Text:
__________________________________________________

One of the few creative works from camp newspapers to feature African American characters is Frank Hijikata’s “Mandy’s Dream,” which appeared in the Tulean Dispatch Literary magazine in 1942. In it, Mandy Jones, a slave who is in agony after being beaten and berated by her white master, Arnall Rankin (his name taken from those of liberal Georgia governor Ellis Arnall and race-baiting Mississippi congressman John Rankin) falls asleep. She dreams that she is in Heaven, where she is welcomed by the Lord and the saints, and given a large beautiful house to live in, while Rankin gets a miserable shack. She protests, in broken dialect, “Ah’s just a slave, a n-----r at dat. Dis can’t be mah home.” It is explained to her that she is being rewarded for her good deeds on Earth, while Rankin is punished for his misdeeds.

While the story did at least point to the horrors of slavery, more than Gone With the Wind or other popular writings of the era, this parable of the meek inheriting the (after) Earth offered a flat narrative and had no strongly developed characters. As such, it betrayed the kind of literary weaknesses associated with “protest fiction” such as Uncle Tom’s Cabin that the young James Baldwin deplored in his landmark 1948 essay “Everybody’s Protest Novel”.

Interestingly, black characters figured strongly in two works published North of the border. The Canadian Nisei newspaper New Canadian, which originally began publishing in Vancouver in 1938, had been forced to leave the West Coast in 1942 as part of the mass removal of Japanese Canadians, and had set up operations in the confinement site of Kaslo, BC. Its June 30, 1943 issue featured a story entitled “Lost My Baby, Lost Her fo’ Good.” The author was Hugo Yamamoto, a jazz enthusiast and sometime music critic for the New Canadian. The story tells the tale of a man named “Jess” (whose ethnicity is not described) who has been depressed since Jenny, his girlfriend, left him. In order to forget her, he frequents a nightclub with a “colored band” and “ebony dancers.” He gets so excited by the dancers and by the voice of the blues singer “Ma” Jordan that he collapses in his chair.

__________________________________________________

Data excerpts:
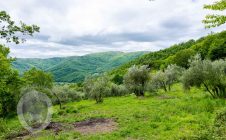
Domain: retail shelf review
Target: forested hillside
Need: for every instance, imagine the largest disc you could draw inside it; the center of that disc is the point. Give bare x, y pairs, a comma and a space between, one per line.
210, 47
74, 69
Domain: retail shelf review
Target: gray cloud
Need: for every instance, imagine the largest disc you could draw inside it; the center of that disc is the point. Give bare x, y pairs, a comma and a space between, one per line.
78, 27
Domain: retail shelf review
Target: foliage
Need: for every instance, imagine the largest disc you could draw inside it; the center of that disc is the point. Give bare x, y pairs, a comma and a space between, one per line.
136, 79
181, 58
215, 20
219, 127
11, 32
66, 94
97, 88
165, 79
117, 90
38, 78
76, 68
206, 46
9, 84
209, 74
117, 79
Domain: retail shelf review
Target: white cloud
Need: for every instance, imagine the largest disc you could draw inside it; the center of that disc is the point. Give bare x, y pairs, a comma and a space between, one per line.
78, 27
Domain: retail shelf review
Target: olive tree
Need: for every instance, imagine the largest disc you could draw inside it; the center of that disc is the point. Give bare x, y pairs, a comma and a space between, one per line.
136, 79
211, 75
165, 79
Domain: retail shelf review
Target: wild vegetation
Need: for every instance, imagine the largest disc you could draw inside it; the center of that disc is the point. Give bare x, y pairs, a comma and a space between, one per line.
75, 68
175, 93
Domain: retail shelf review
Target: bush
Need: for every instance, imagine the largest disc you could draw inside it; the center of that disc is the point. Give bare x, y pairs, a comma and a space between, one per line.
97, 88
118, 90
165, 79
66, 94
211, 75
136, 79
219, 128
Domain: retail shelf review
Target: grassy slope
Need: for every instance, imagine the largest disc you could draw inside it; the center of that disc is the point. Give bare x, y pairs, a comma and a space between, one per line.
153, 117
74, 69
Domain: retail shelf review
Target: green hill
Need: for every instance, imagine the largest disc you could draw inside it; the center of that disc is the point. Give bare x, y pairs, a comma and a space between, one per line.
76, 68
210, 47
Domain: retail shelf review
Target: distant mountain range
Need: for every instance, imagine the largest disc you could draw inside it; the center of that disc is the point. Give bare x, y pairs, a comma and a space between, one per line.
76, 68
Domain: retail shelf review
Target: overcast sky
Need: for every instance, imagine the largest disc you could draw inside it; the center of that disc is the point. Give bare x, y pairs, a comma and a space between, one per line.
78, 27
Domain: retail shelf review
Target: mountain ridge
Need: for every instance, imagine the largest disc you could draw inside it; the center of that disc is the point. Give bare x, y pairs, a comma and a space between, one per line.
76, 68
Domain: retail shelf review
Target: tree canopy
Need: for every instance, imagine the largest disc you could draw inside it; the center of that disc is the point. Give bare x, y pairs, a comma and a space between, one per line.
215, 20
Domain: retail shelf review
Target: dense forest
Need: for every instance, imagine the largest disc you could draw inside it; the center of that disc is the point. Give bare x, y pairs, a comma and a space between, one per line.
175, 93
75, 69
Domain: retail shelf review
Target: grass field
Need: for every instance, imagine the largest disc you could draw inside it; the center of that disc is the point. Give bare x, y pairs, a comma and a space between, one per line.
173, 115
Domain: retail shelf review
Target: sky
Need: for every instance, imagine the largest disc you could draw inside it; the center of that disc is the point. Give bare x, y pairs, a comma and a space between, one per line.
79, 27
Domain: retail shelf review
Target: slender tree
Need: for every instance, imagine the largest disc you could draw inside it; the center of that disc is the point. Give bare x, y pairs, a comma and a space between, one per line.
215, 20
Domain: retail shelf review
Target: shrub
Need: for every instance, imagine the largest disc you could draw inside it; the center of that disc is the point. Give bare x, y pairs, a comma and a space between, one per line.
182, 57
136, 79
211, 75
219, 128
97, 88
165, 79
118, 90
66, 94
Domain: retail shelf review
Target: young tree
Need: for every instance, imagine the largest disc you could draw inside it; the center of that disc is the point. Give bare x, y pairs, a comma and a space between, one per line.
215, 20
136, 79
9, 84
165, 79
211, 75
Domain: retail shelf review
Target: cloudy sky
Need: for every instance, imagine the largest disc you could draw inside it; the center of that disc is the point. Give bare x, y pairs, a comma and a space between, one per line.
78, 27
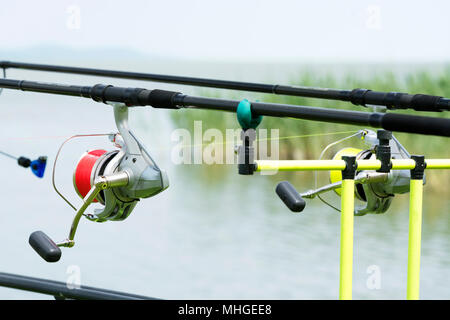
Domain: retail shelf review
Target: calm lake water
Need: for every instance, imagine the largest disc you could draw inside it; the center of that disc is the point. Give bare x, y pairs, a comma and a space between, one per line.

__________________________________________________

Required tasks:
A: List every story, novel, or essay that the passage on camp newspaper fiction mentions by title.
B: Answer these questions from the passage on camp newspaper fiction:
(i) In what year did "Mandy's Dream" appear in the Tulean Dispatch Literary magazine?
(ii) Where did the New Canadian set up operations after leaving the West Coast?
(iii) Who is the blues singer in Hugo Yamamoto's story?
C: Carry on the passage on camp newspaper fiction from its last sentence.

Expected outputs:
A:
- "Mandy's Dream"
- Gone With the Wind
- Uncle Tom's Cabin
- "Everybody's Protest Novel"
- "Lost My Baby, Lost Her fo' Good."

B:
(i) 1942
(ii) In the confinement site of Kaslo, BC
(iii) "Ma" Jordan

C:
A more pointed and dramatic tale was “Althea and the Negro,” which ran in the August 11, 1948 issue of the New Canadian. The author was a young Nisei who went by the pseudonym “Jess” (and who nearly 50 years later would publish Ignomy, a novel about the Japanese Canadian camps). “Althea and the Negro” tells the story of Ted, an African American in Savannah, Georgia who meets a white woman, Althea, at a clandestine interracial soirée. The two slowly fall in love. However, as scandalous rumors spread about their upcoming wedding, Althea receives anonymous messages threatening violence if she does not leave her lover. One night Ted and Althea are kidnapped by a group of masked men. “Jess” starkly describes the ensuing lynching, leaving the reader with a sense of horror and pathos.

In the years after World War II, Japanese American newspapers resumed operations on the West Coast and new journals emerged to serve growing communities in cities such as New York and Chicago. The Pacific Citizen provided national news coverage. A pair of glossy photomagazines, Nisei Vue and Scene, boosted positive community images. A handful of Nisei, including S.I. Hayakawa, Setsuko Matsunaga Nishi, Yoné U. Stafford, Ina Sugihara, Larry Tajiri, Hisaye Yamamoto, and Wakako Yamauchi, wrote for the African American and interracial press.

Yamamoto later produced the powerful memoir “A Fire in Fontana” (1985) on her experience working as a columnist for the Los Angeles Tribune and how an incident of racist terrorism shaped her. Yet amid all this newspaper activity, literature by Nisei all but disappeared from the ethnic Japanese press, which no longer included Sunday literature pages, and editors ceased publishing creative writing and book reviews. Both as a cause and effect of the lack of markets, most prewar poets and story writers stopped producing material, or found outside venues for publication.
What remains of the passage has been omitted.